BEGIN Records supplied

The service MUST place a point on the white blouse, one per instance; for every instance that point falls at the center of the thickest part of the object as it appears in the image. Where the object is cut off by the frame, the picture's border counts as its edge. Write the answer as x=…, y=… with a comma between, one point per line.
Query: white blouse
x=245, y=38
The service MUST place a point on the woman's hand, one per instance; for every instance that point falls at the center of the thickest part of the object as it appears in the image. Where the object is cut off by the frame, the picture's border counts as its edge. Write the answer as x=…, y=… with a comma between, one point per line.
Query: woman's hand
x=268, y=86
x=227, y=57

END Records supplied
BEGIN Records supplied

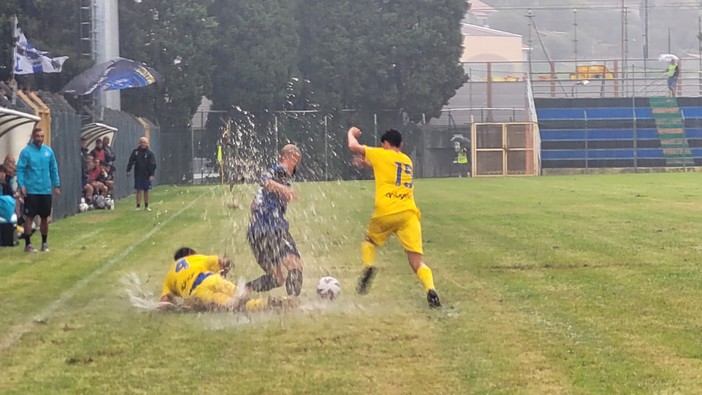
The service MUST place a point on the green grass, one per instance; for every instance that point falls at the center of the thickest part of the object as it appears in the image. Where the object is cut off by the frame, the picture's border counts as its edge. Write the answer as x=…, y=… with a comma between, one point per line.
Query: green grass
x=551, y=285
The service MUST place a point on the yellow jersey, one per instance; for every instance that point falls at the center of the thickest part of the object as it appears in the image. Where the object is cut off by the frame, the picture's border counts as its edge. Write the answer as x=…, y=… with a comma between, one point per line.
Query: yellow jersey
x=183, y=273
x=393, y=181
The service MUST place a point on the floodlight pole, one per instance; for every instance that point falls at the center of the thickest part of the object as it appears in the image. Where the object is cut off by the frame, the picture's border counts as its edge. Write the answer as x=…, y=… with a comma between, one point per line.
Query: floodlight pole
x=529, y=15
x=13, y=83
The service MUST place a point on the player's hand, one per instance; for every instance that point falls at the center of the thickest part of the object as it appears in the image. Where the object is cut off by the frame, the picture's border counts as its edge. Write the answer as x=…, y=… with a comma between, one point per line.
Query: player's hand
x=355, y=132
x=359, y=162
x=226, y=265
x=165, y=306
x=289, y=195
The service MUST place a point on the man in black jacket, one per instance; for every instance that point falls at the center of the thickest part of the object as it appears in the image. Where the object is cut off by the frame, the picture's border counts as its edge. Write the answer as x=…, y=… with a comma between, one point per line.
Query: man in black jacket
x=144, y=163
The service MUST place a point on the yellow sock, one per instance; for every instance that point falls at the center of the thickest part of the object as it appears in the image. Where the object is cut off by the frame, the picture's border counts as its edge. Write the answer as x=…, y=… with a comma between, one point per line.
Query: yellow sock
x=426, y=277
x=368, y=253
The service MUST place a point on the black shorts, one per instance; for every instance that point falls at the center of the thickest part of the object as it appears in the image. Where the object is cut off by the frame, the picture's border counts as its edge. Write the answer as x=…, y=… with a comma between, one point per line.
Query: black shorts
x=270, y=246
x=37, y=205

END Records supplied

▶ What you will do
Go to the line with "Query: player's hand" in the entries above and repeat every line from there through the line with "The service MUST place a point on the yellow sock, one", exactly and with no other text.

▶ Answer section
Query: player's hand
x=355, y=132
x=359, y=162
x=226, y=265
x=165, y=306
x=289, y=195
The service MUST place a point on the man in black jacket, one per instance; for every instance that point falls at the center of the thickest part of the object as it appears in the image. Where the object is cut off by the frame, the picture's border counts as its edge. Write the answer as x=…, y=… with a comma between, one point per line.
Query: man in black jacket
x=144, y=163
The service MUST place a point on the yellow sock, one per instance; for every instance that point falls at the center of the thickest part of the object as it appears in the image. Where the object is cut off by the frame, the picture's border counts as its edge. Write the answer as x=…, y=… with a comma between, one point per line.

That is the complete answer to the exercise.